Supplied text:
Abortion Debate Resurfaces at EU

BRUSSELS, October 31 (C-Fam) European abortion advocates have gathered more than one million signatures asking the European Union to pay for travel abortions. The idea is that the EU would pay for a Polish woman, for instance, to travel to France for a late-term abortion.

Nika Kovač, the representative of the “My Voice, My Choice” petition drive, said, “women from Poland have a good network of NGOs which are supporting their travels and medical procedures [for abortion]. But those medical procedures are costly, so what we want to do is to establish a way that NGOs or women themselves do not need to pay for them.”

Pro-life NGOs and members of the EU parliament came together in the European Parliament to object. “We are here today for a fight, a fight that is eminently political […] it is a fight for life,” said Laurence Trochu, French politician and member of the European Parliament.

The European Center for Law and Justice organized a response in the European Parliament. The conference, co-hosted by the One of Us Federation, the European People’s Party, and the European Conservatives and Reformists, the two main conservative parties in the EU Parliament, was the largest gathering of pro-life advocates in the EU Parliament in more than a decade.

“This petition is completely out of step with the reality of abortion,” said Nicolas Bauer, Senior Research Fellow at the ECLJ. Bauer warned against speaking of abortion “as a trivial choice” and said that the “‘My Voice My Choice’ [campaign] is a denial of women’s suffering” and a “denial of the unborn child, who is the most innocent being there is.”

Data provided:
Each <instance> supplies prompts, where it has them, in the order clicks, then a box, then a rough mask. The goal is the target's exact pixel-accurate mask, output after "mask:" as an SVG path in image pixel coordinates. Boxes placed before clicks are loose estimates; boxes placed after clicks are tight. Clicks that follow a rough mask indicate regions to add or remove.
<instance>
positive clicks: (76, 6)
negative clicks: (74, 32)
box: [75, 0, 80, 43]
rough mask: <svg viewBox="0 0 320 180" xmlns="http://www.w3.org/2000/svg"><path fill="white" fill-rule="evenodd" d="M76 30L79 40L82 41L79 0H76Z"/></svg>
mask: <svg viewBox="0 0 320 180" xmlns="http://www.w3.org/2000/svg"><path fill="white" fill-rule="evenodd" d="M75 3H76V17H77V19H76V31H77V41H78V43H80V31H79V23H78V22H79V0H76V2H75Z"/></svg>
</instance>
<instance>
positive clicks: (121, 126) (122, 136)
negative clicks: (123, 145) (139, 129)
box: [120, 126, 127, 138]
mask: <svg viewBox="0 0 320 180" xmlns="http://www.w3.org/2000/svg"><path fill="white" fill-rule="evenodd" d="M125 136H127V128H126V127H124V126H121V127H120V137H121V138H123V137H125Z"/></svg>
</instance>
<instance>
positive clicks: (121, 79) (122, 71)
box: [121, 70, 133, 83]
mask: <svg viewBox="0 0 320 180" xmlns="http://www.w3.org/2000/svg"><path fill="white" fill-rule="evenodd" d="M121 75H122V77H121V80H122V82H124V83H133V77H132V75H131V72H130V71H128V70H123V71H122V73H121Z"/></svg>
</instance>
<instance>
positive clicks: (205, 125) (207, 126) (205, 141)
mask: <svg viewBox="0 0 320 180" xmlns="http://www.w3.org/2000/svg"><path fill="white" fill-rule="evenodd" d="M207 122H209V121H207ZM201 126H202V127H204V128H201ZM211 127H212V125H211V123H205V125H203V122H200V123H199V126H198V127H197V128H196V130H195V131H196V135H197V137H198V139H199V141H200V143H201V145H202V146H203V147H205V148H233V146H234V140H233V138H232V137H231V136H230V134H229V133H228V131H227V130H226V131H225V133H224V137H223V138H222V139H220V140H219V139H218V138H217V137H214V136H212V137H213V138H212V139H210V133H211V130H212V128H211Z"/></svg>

Prompt 1:
List every person named in the article on the EU abortion debate.
Prompt 2:
Extend the article on the EU abortion debate with a few more paragraphs, beginning right after its final paragraph.

Written answer 1:
Nika Kovač
Laurence Trochu
Nicolas Bauer

Written answer 2:
Six women testified to their emotional and psychological wounds inflicted by abortion. One French woman described her abortion as “not chosen but endured.” She described the pressure she felt from the father of her baby and the medical establishment to undergo the abortion. ​She sought advice from several doctors but didn’t find a single “neutral third party.” Instead, they downplayed her concerns and accelerated the abortion process. She recalled lying on the floor crying when the baby’s father put the pill in her mouth that was supposed to “help the baby come out.”

Bauer said the European Union, through its “support and coordination powers,” could do more to “support motherhood and the family” in line with Article 33 of the Charter of Fundamental Rights of the European Union, which states that “[t]he protection of the family is ensured on the legal, economic and social level.”

Bauer noted one successful EU program that supported one hundred poor and isolated Italian families who were “overwhelmed by the demands of welcoming and raising children” but flagged that its funding was “modest” and “discontinued four years ago” and that “[s]ince then, nothing has been done at the European level to support motherhood and the family.”

“The European Union is responsible for supporting motherhood and family life, and this morning we are asking it to make this a priority,” Bauer continued

The petition is part of an EU program called the European Citizens’ Initiative, which allows one million or more EU citizens to direct the European institutions to take up a particular issue. It should be noted that pro-lifers tried this years ago with something called One of Us. Though they gathered more than 1 million signatures, the European institutions ignored the request.  The EU has yet to respond to the petition by pro-abortion groups.